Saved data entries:
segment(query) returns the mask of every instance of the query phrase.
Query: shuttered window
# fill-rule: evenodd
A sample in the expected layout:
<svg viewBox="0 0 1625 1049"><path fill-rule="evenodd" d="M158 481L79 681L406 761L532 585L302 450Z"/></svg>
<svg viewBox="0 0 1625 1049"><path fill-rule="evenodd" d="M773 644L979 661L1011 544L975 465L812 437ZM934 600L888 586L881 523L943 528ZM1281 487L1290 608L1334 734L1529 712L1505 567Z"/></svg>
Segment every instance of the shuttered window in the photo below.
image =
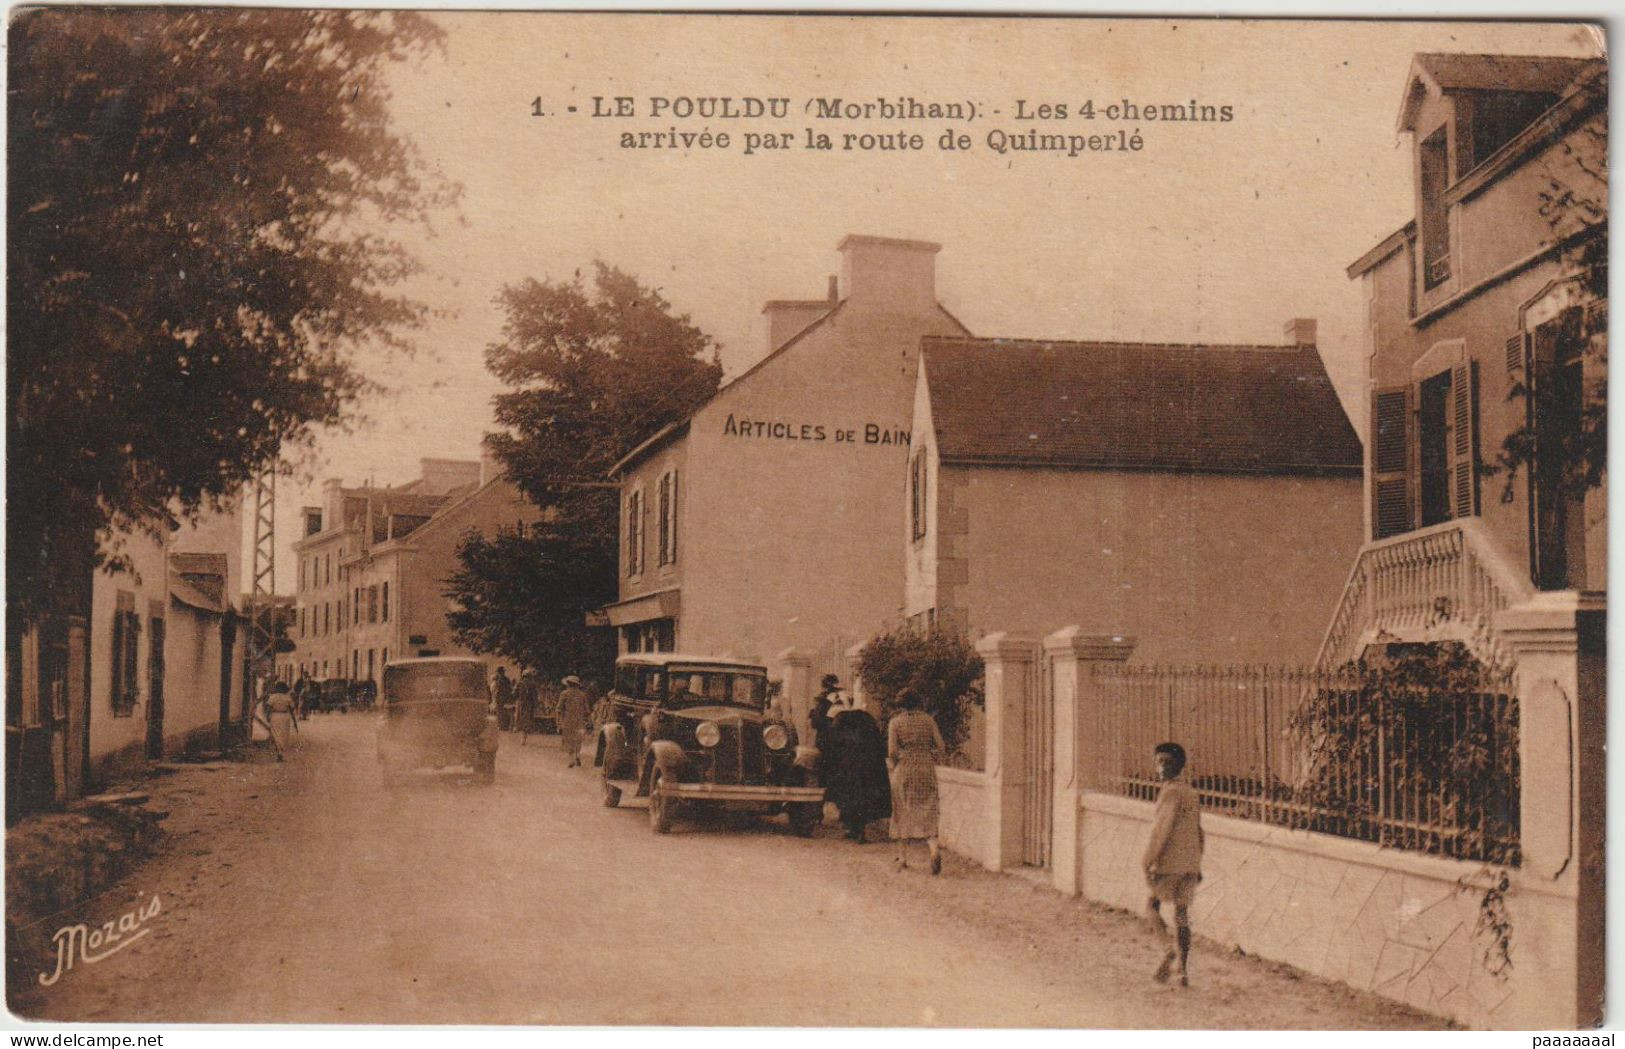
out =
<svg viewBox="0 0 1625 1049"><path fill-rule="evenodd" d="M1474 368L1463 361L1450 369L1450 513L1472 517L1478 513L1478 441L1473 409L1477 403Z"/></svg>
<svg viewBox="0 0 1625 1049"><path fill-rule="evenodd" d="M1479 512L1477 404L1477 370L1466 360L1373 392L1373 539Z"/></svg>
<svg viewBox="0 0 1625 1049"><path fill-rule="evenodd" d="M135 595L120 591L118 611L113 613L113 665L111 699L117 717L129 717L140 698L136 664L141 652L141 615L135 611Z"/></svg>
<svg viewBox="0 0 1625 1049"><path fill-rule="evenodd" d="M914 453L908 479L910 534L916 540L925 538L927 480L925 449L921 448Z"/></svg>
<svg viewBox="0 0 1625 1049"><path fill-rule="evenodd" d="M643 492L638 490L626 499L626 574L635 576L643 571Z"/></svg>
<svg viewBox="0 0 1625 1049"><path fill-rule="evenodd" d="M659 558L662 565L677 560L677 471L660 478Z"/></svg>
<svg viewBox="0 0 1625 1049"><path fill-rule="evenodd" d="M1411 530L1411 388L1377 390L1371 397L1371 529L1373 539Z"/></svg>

**What you are asked to do**.
Every line above is to be given again exactly, apart from the pictures.

**Your solution**.
segment(query) returns the mask of every instance of the query phrase.
Query: shuttered window
# fill-rule: evenodd
A sample in the expected layout:
<svg viewBox="0 0 1625 1049"><path fill-rule="evenodd" d="M158 481L79 681L406 761L532 585L302 450Z"/></svg>
<svg viewBox="0 0 1625 1049"><path fill-rule="evenodd" d="M773 644L979 661L1011 544L975 465L812 437ZM934 600L888 586L881 523L943 528ZM1281 487L1290 608L1334 734L1529 712L1505 567Z"/></svg>
Segment every instance of the shuttered window in the photo below.
image =
out =
<svg viewBox="0 0 1625 1049"><path fill-rule="evenodd" d="M1474 368L1463 361L1450 369L1450 513L1472 517L1478 513L1478 441L1473 409L1477 403Z"/></svg>
<svg viewBox="0 0 1625 1049"><path fill-rule="evenodd" d="M1479 512L1477 404L1477 370L1466 360L1373 392L1373 539Z"/></svg>
<svg viewBox="0 0 1625 1049"><path fill-rule="evenodd" d="M135 595L120 591L118 611L113 613L113 665L111 699L117 717L129 717L140 698L136 664L141 652L141 615L135 611Z"/></svg>
<svg viewBox="0 0 1625 1049"><path fill-rule="evenodd" d="M914 453L908 479L910 534L916 540L925 538L927 480L925 449L921 448Z"/></svg>
<svg viewBox="0 0 1625 1049"><path fill-rule="evenodd" d="M643 492L638 490L626 499L626 574L635 576L643 571Z"/></svg>
<svg viewBox="0 0 1625 1049"><path fill-rule="evenodd" d="M659 558L662 565L677 560L677 471L660 478Z"/></svg>
<svg viewBox="0 0 1625 1049"><path fill-rule="evenodd" d="M1411 530L1411 388L1377 390L1371 397L1371 529L1373 539Z"/></svg>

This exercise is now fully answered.